**Task to complete**
Give back the line where "Reviewer note: confirm that every instance of the violin scroll" appears and all the lines after it until the listing ends, unchanged and with nothing else.

**Records provided**

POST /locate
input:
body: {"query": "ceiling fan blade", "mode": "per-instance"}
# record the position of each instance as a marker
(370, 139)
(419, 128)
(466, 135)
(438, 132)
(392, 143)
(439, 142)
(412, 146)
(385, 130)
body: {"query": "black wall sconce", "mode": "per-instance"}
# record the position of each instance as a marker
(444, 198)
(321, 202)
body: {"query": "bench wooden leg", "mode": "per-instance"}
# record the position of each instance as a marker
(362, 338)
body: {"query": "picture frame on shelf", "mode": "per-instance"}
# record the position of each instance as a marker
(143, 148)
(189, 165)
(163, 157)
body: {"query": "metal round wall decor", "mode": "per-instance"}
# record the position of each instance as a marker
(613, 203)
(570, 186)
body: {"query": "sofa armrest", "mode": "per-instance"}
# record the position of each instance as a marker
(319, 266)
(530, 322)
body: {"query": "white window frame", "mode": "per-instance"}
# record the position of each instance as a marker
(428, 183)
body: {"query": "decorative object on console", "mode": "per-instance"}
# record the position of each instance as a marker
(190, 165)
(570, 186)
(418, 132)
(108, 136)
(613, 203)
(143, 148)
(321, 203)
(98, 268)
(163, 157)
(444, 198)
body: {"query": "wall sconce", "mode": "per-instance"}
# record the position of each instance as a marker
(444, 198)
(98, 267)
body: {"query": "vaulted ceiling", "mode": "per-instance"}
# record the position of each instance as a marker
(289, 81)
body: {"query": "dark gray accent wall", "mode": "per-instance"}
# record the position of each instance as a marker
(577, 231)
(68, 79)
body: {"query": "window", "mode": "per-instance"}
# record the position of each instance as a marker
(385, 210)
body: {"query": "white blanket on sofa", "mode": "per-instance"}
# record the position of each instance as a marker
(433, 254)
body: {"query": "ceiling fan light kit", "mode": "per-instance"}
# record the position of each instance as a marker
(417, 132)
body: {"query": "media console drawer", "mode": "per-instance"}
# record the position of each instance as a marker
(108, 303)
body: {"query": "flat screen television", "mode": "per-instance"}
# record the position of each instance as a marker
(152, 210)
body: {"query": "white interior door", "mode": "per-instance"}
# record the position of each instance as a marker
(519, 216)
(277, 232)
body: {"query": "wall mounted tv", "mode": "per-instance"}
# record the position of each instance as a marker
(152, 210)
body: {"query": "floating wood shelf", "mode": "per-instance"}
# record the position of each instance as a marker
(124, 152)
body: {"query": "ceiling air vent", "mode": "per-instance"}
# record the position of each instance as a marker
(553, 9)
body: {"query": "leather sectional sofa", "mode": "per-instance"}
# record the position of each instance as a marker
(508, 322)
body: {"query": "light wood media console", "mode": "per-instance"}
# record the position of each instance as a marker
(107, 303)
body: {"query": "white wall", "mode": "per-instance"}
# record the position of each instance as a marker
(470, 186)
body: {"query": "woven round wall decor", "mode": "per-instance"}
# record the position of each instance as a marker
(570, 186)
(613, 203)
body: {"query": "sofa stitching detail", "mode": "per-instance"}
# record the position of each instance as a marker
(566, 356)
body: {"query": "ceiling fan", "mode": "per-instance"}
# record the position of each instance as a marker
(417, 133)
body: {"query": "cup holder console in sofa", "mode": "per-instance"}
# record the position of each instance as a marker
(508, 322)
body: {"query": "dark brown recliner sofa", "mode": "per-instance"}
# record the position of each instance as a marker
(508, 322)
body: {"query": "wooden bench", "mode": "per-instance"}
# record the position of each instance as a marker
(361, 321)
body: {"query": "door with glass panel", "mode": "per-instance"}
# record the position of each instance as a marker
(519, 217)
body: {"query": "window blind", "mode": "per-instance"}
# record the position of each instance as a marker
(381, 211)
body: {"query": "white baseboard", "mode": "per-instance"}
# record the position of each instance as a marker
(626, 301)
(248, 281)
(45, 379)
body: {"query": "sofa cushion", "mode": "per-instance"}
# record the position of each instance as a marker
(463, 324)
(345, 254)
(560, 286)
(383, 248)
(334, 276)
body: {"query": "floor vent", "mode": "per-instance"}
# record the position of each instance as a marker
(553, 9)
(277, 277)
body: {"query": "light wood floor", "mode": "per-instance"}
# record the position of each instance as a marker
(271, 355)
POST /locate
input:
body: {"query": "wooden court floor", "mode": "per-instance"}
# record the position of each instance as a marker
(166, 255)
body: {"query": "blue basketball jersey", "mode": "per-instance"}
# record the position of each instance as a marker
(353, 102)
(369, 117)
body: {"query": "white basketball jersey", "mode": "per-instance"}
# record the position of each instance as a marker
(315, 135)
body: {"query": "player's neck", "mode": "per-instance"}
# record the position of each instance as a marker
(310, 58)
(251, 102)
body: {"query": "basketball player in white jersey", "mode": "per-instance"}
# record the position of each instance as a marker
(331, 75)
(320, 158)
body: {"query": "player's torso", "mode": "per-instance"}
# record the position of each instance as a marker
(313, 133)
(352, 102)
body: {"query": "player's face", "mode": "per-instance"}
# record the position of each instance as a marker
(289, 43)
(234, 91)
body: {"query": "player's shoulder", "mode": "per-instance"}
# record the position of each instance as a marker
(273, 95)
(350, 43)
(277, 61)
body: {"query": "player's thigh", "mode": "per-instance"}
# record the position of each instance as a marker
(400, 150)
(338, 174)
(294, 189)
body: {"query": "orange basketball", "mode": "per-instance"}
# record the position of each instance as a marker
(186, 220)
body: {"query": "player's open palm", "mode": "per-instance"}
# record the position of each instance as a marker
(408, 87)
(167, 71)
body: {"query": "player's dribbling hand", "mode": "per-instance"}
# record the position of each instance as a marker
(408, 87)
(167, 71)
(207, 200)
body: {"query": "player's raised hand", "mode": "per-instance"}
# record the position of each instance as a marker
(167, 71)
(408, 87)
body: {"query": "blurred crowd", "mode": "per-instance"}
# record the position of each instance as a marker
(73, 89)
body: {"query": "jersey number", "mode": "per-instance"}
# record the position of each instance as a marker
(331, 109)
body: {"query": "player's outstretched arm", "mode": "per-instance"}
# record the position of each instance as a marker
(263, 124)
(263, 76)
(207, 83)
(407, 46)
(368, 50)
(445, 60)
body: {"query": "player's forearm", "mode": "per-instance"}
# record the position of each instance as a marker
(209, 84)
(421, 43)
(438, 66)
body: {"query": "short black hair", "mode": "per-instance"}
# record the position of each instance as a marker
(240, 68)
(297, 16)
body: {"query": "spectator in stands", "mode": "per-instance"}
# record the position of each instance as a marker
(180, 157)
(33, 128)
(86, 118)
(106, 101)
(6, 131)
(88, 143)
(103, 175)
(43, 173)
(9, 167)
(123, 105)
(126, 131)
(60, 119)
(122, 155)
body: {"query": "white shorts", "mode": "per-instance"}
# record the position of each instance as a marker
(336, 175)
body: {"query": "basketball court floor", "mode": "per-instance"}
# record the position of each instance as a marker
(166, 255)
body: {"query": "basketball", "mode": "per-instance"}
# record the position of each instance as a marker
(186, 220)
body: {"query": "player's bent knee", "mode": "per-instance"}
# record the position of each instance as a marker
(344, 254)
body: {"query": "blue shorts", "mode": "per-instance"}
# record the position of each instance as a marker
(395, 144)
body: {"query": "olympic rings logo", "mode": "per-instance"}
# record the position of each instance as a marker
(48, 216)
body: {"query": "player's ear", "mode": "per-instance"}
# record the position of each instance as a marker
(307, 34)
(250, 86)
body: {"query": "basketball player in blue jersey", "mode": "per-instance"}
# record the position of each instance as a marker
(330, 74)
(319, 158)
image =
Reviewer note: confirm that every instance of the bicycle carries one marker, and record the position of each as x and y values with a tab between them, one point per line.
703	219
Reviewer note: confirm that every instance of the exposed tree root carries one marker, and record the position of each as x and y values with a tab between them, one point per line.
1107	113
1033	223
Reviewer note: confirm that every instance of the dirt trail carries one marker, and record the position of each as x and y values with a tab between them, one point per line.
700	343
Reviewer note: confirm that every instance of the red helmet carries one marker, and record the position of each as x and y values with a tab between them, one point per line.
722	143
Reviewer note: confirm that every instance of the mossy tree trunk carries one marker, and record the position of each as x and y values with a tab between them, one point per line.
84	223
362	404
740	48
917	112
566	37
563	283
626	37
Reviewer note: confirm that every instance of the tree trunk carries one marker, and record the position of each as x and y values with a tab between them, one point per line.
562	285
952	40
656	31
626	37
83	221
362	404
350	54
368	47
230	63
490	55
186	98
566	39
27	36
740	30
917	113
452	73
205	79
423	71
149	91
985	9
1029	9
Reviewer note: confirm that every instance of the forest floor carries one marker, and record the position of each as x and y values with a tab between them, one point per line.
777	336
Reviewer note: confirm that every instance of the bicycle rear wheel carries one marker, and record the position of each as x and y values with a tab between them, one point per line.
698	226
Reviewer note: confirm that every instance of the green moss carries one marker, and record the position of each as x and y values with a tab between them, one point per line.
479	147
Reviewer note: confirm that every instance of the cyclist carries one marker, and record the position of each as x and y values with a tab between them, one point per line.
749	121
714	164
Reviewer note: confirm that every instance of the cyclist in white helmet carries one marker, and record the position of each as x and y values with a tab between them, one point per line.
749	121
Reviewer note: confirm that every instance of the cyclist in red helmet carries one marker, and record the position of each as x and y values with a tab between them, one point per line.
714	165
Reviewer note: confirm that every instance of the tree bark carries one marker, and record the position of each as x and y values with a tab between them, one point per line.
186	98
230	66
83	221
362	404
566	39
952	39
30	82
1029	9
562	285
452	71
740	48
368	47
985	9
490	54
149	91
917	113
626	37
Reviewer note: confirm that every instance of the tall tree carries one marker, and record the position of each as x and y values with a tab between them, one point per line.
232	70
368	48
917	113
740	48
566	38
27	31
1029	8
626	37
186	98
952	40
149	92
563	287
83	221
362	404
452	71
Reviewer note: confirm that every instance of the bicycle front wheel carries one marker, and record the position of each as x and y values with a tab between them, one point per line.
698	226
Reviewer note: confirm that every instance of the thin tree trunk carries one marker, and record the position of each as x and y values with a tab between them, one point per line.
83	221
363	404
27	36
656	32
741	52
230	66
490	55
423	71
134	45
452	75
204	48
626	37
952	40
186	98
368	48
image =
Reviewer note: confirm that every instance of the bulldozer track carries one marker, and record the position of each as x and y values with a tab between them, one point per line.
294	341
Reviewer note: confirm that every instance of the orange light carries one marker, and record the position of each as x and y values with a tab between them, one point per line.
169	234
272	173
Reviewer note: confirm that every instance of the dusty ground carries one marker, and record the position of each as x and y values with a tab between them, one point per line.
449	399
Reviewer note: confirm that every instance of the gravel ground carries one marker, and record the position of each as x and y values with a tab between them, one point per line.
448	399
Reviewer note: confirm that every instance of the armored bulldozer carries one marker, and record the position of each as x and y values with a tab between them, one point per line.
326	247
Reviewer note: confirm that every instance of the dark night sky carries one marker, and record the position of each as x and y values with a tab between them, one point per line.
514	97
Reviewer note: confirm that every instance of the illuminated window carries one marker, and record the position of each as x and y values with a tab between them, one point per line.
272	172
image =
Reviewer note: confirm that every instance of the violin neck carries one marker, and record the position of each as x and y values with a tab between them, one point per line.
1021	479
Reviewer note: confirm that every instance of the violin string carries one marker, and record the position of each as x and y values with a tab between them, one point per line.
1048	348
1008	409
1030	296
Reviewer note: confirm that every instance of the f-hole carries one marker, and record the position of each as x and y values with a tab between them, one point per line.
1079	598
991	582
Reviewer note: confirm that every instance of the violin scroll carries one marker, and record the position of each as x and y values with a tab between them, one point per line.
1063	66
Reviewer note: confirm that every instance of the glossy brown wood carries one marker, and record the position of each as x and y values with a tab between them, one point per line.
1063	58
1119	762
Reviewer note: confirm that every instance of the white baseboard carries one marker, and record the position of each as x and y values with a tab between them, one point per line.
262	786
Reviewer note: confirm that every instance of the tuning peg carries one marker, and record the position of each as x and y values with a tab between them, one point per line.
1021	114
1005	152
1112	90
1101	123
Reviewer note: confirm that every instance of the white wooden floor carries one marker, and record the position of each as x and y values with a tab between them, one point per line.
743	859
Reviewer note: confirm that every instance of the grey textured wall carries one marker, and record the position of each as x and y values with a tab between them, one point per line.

**Output of the exercise**
Reviewer note: confirm that every instance of the violin scroll carries one marker, and record the position of each as x and y values with a tab between them, one point per line.
1063	66
Reviewer note: confirm that every instance of the glossy brown wood carries one marker, and record the position of each as x and y values with a tab between them, one point per line.
1063	58
1119	762
Reviewer note: confirm that every instance of the white baseboard carries one marker, and record the position of each as x and y values with a tab between them, one point per line.
262	786
Reviewer note: confirm that every instance of the tuning peg carries one marker, and record the position of each as x and y values with a tab between them, one point per line.
1021	114
1005	152
1112	90
1101	123
Reviewer note: confirm that every instance of the white wooden floor carries one marker, and record the position of each as x and y values with a tab between them, one point per line.
743	859
Reviewer note: confirm that every instance of the grey textured wall carries one marker, and record the position of each as x and y values with a tab between them, one point per line.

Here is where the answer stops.